6.1. Interrupts for Virtual Machines (VS Level)
When the H extension is implemented, a hart’s set of possible privilege modes includes the virtual supervisor (VS) and virtual user (VU) modes for hosting virtual harts. The Advanced Interrupt Architecture adds to the H extension new interrupt facilities aligned with those described earlier for supervisor-level interrupts.
As introduced in Control and Status Registers (CSRs) Added to Harts, several hypervisor and VS
CSRs are added: hvien, hvictl, hviprio1, hviprio2, vsiselect, vsireg, vstopei, and vstopi. (And for RV32, the following
high-half CSRs are also added: hidelegh, hvienh, hviph, hviprio1h, hviprio2h, vsiph and vsieh.) As always, when
executing in VS-mode or VU-mode, the VS CSRs substitute for the
corresponding supervisor CSRs.
To give software that runs in a virtual machine the appearance of executing on a real machine that implements the Advanced Interrupt Architecture at supervisor level, responsibility is shared between hypervisor software and the hardware facilities described in this chapter. While some behaviors can be handled directly by hardware, others require significant emulation by the hypervisor, sometimes with hardware assistance.
6.1.1. VS-level external interrupts with a guest interrupt file
When a hart implements the H extension, it is recommended that
the hart also have an IMSIC with guest interrupt files. Assuming guest
interrupt files are available, each can be assigned to a virtual hart at
the physical hart to act as the supervisor-level interrupt file for that
virtual hart. If there are guest interrupt files, then
virtual harts at that physical hart may each have a
physical guest interrupt file to serve as its (virtual) supervisor-level
interrupt file. The guest interrupt file for the current virtual hart is
always indicated by the VGEIN field of CSR hstatus. When VGEIN is not the valid
number of a guest interrupt file, the current virtual hart has no guest
interrupt file to act as its supervisor-level interrupt file.
When hstatus.VGEIN is the valid number of a guest interrupt file, values of vsiselect in
the range 0x70-0xFF select registers of this guest interrupt file, just as
values of siselect in the same range select registers of the IMSIC’s true
supervisor-level interrupt file. The registers of an interrupt file that
are accessed indirectly through vsiselect and vsireg are documented in
Incoming MSI Controller (IMSIC) on the IMSIC, along with IMSIC-only CSR vstopei.
Because all IMSIC interrupt files act identically, the guest interrupt
file that a virtual hart accesses through CSRs siselect, sireg, and stopei is
indistinguishable from a true supervisor-level interrupt file as seen
from S-mode (or HS-mode).
■ ■ ■ ■ ■
What you will do |
- A) List the hypervisor and VS CSRs that the passage on VS-level interrupts says are added, leaving out the RV32 high-half ones.
- B) In the passage on VS-level interrupts, which field of CSR hstatus indicates the guest interrupt file for the current virtual hart?
- C) Carry on the passage on VS-level interrupts from its last sentence.
The entries that come after this point have no connection to the passage on VS-level interrupts.

Material |
■ ■ ■ ■ ■
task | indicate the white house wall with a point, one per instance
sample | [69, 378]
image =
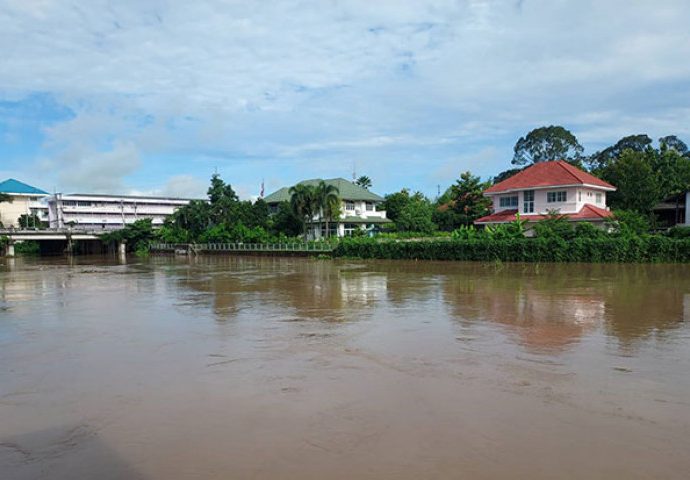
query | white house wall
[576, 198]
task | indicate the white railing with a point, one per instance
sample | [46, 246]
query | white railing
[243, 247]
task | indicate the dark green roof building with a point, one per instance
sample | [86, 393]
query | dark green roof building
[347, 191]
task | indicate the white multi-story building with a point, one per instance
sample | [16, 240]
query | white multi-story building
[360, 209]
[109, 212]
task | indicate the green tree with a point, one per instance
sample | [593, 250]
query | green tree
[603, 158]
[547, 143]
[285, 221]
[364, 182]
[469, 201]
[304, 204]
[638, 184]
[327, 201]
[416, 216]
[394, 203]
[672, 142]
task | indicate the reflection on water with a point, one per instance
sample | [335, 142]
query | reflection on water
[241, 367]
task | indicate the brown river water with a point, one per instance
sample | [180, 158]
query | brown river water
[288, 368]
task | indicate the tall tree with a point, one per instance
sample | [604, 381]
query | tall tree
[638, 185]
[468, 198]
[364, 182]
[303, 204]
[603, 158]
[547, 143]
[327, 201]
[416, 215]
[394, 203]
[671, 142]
■ ■ ■ ■ ■
Per-task outputs |
- A) hvien, hvictl, hviprio1, hviprio2, vsiselect, vsireg, vstopei, vstopi

- B) The VGEIN field.

- C)
In addition to an IMSIC at each hart, a virtual machine may also need to see a PLIC or APLIC. However, unlike an IMSIC’s ability to provide physical guest interrupt files for virtual harts, a PLIC or APLIC must be emulated for a virtual machine by the hypervisor.
|
The Advanced Interrupt Architecture does not currently include hardware assistance for virtualizing an APLIC. For small numbers of harts, such hardware would be substantially larger than that required to implement guest interrupt files for an IMSIC. It is assumed that most high-performance I/O can be done through devices that can send MSIs directly to guest interrupt files (such as devices attached through a PCI Express interconnect). For the types of devices whose interrupts must go through a (virtual) APLIC, the overhead cost of emulating the APLIC is expected to be less significant. |
When a virtual hart appears to have an IMSIC because a guest interrupt
file is assigned to it, all external interrupts, real or emulated,
destined for the virtual hart must go through this perceived IMSIC. A
hypervisor can easily inject an emulated external interrupt into the
guest interrupt file selected by hstatus.VGEIN by setting a bit in the
interrupt-pending array indirectly accessed through vsiselect and vsireg. When a virtual
hart has a guest interrupt file, a hypervisor is not normally expected
to set bit VSEIP in CSR hvip.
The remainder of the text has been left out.